THE TASK »
Copy the rows below, swapping "place a pin" for "put a dot" everywhere and changing nothing else. Leave the pictures out.
■ ■ ■ ■ ■ ■ ■
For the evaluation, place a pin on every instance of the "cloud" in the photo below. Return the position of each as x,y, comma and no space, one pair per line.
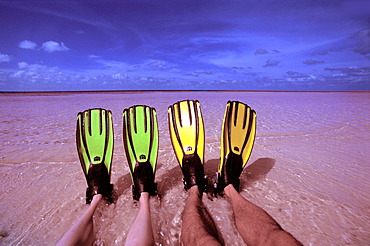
4,58
52,46
312,61
22,65
271,63
26,44
92,57
261,52
362,39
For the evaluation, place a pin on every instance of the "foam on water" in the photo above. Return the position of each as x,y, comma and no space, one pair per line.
309,168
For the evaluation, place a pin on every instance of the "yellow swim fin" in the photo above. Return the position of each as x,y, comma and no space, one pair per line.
237,139
187,136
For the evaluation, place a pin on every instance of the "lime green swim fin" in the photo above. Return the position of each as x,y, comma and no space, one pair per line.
237,139
140,138
94,137
187,136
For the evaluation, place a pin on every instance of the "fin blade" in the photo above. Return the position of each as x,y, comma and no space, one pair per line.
■ ■ ■ ■ ■ ■ ■
REPLY TO THE TASK »
For the evaluation, put a dot on every instance of the "cloud" in the photo below. Return the position of each as x,y, comma and no space, one pair per line.
4,58
52,46
312,61
22,65
271,63
26,44
92,57
261,52
362,39
For the evaluation, put a dot on every instance of the "foam on water" in the photo above. Return the position of each as x,y, comma and no space, one pair per line.
309,168
For the evaluation, put a dot on every instance of the "yellow swim fin" in the photo above. Return the position of each as x,y, comma and no space, one pair per line.
237,139
187,136
For the evaluation, put a dot on every instance of the "lime green swim fin" in the photo above. Return the position of each as x,y, comma and no space, one pair per line.
237,139
140,138
94,137
187,136
For the evaluation, put a dot on every instance of the "fin blade" in the photo above. Return the position of each as x,y, comma and no space, one pair per line.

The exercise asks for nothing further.